▸ **Segmentation labeling items**
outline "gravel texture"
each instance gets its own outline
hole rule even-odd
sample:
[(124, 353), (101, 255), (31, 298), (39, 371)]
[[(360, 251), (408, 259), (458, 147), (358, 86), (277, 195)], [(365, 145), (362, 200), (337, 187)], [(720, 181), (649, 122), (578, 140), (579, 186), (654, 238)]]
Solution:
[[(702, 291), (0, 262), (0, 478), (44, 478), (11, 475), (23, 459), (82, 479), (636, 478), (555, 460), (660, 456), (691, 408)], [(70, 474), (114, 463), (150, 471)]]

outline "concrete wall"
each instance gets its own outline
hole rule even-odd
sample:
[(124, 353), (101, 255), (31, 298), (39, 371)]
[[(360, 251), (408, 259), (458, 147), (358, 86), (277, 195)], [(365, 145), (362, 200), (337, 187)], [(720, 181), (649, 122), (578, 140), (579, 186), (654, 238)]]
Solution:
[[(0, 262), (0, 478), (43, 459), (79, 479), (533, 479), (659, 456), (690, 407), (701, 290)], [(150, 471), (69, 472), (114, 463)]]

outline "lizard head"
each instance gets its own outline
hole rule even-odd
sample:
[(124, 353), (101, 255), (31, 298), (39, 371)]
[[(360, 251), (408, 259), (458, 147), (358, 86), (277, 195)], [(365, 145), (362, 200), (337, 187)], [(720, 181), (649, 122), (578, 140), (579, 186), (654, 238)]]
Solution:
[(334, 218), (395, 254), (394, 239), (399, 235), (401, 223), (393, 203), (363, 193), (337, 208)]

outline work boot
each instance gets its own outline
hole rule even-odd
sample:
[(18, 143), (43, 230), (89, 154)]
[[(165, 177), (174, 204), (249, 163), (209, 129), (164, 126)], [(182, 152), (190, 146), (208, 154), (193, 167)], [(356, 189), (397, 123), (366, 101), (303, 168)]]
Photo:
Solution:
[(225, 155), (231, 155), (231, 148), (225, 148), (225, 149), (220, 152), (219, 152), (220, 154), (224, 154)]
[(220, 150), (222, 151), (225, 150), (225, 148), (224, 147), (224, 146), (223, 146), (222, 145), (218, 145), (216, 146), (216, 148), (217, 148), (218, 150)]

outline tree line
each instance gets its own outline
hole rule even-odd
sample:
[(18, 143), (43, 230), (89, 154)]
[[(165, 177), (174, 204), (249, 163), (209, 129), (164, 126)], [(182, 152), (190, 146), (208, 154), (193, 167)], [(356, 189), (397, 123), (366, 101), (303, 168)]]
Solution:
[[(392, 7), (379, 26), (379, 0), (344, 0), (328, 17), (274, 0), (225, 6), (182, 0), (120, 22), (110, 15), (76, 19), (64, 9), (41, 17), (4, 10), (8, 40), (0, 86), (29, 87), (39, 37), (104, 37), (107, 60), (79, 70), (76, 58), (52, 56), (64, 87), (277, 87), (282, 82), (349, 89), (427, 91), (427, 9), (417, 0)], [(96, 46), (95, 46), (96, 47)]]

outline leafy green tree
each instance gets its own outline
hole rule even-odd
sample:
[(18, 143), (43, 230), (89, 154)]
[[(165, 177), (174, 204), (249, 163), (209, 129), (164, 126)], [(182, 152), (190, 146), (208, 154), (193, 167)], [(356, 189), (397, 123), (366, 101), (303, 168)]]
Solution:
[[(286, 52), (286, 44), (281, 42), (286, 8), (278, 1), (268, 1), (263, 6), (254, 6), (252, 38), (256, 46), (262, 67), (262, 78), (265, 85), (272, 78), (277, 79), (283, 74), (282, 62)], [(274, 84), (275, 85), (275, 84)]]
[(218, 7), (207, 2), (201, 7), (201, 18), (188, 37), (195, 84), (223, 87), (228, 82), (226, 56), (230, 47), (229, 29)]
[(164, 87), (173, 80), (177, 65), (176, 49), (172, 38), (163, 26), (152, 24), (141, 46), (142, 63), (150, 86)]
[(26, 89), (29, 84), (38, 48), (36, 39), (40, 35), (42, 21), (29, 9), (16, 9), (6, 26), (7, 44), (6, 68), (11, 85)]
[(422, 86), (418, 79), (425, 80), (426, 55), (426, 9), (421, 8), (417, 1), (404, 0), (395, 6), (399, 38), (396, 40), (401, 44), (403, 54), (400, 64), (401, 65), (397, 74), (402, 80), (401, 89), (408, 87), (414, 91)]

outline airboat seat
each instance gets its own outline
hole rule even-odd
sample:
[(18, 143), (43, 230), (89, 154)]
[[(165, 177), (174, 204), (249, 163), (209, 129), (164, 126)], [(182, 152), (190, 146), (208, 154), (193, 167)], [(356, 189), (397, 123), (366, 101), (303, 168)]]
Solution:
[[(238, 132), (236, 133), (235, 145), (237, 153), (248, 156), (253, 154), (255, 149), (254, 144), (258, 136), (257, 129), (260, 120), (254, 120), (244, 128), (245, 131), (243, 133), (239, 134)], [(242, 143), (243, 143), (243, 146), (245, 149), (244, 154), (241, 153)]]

▸ **DESCRIPTION OF THE TASK**
Repeat the data from the line with "outline tree line" up to and including the line with "46), (96, 47)]]".

▸ **SOLUTION TO THIS EXERCISE**
outline tree line
each instance gets its own outline
hole rule even-odd
sample:
[(18, 143), (43, 230), (89, 154)]
[[(165, 177), (174, 204), (249, 163), (209, 129), (164, 126)], [(182, 152), (190, 146), (208, 154), (193, 167)], [(356, 189), (397, 123), (366, 101), (303, 168)]]
Solution:
[[(392, 7), (379, 26), (379, 0), (344, 0), (328, 17), (274, 0), (225, 6), (182, 0), (120, 22), (110, 15), (76, 19), (64, 9), (41, 17), (4, 10), (8, 40), (0, 86), (29, 87), (39, 37), (104, 37), (107, 60), (79, 70), (76, 58), (52, 56), (64, 87), (277, 87), (282, 82), (349, 89), (427, 91), (427, 9), (417, 0)], [(96, 46), (95, 46), (96, 47)]]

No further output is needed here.